[[ LISTED ENTRIES open ]]

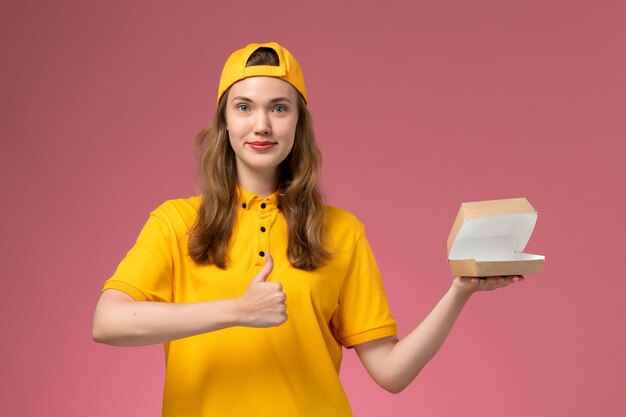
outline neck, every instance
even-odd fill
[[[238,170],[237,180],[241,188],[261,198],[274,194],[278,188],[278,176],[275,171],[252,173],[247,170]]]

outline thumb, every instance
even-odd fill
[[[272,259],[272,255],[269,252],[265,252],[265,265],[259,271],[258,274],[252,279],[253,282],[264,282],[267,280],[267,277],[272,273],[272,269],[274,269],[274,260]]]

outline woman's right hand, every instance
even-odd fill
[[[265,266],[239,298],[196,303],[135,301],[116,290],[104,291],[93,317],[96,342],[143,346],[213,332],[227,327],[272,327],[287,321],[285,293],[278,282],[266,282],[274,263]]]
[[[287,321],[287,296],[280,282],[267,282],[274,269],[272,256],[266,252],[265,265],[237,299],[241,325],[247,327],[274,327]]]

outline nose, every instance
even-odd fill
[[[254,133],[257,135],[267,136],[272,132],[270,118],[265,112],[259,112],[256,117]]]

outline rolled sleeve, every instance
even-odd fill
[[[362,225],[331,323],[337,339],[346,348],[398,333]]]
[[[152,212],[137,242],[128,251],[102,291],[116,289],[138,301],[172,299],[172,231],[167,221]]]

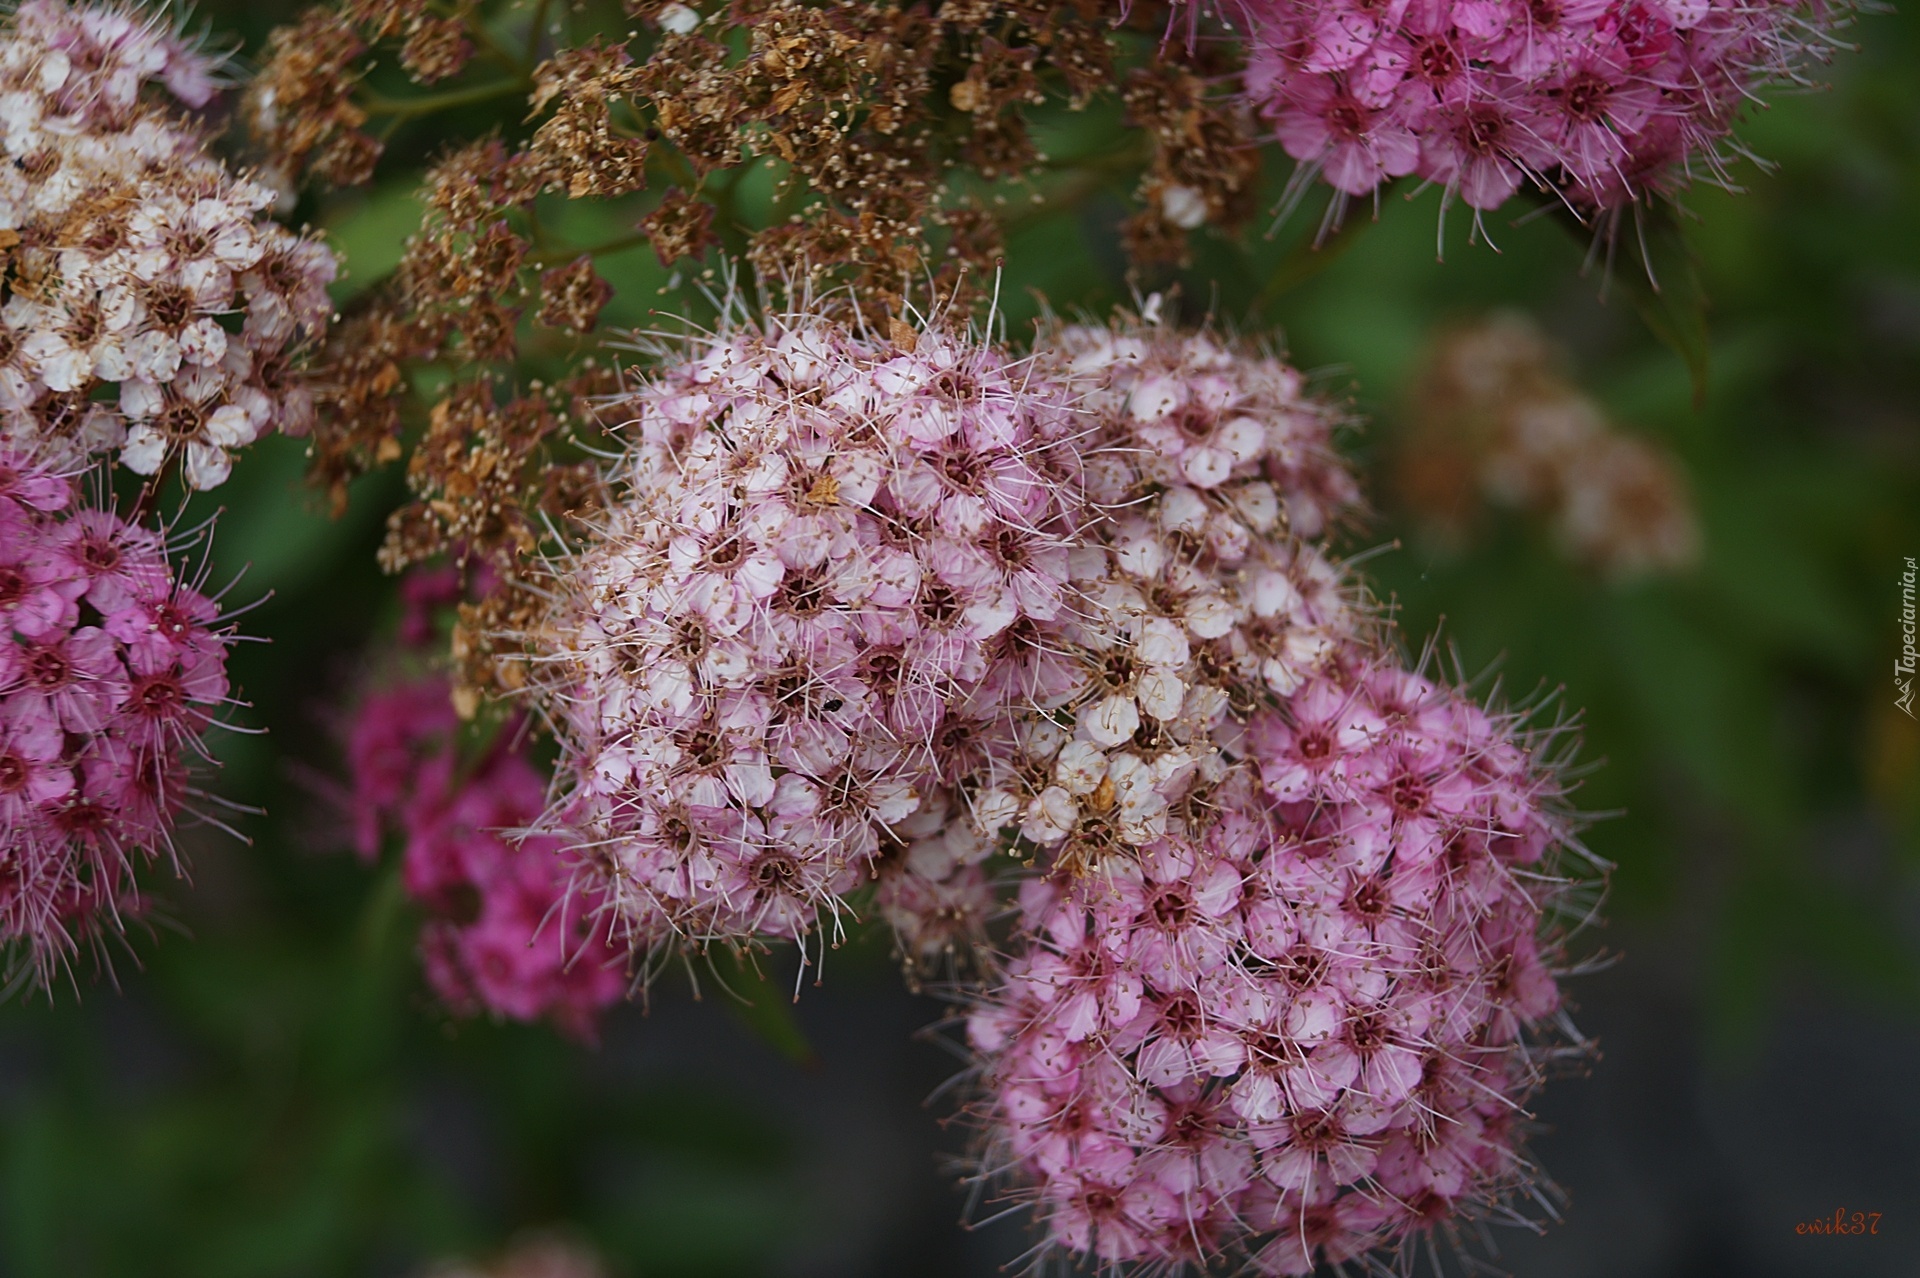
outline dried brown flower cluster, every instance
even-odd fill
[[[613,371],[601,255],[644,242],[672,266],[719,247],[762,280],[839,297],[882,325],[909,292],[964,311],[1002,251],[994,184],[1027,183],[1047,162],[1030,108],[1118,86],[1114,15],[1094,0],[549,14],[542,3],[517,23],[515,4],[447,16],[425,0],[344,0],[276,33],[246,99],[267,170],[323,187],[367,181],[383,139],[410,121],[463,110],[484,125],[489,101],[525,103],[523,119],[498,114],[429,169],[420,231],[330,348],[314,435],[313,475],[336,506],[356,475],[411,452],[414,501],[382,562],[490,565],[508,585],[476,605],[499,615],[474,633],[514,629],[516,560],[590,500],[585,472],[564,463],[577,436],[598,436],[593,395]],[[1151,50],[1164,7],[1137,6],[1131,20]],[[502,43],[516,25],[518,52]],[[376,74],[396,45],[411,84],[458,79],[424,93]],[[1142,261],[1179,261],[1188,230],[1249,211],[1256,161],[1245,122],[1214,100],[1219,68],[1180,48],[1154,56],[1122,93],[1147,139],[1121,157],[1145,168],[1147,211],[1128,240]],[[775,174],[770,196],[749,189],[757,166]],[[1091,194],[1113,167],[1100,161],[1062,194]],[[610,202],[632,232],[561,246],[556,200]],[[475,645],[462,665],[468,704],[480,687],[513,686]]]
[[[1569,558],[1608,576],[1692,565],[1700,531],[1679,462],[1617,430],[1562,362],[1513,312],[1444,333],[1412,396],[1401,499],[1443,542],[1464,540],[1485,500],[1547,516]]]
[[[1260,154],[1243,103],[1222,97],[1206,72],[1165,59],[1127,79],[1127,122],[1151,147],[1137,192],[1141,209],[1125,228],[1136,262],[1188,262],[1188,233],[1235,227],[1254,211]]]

[[ LISTED ENTRIES closed ]]

__WHAT IS NEEDED__: All lines from the beginning of the material through the line that holds "outline woman's right hand, every instance", both included, should be returned exactly; please omit any pictures and add no other lines.

__RESULT__:
outline neck, every instance
even-odd fill
[[[238,170],[237,180],[241,188],[261,198],[274,194],[278,188],[278,176],[275,171],[252,173],[247,170]]]

outline thumb, every instance
even-odd fill
[[[272,259],[272,255],[269,252],[265,252],[265,265],[259,271],[258,274],[252,279],[253,282],[264,282],[267,280],[267,277],[272,273],[272,269],[274,269],[274,260]]]

outline woman's right hand, every instance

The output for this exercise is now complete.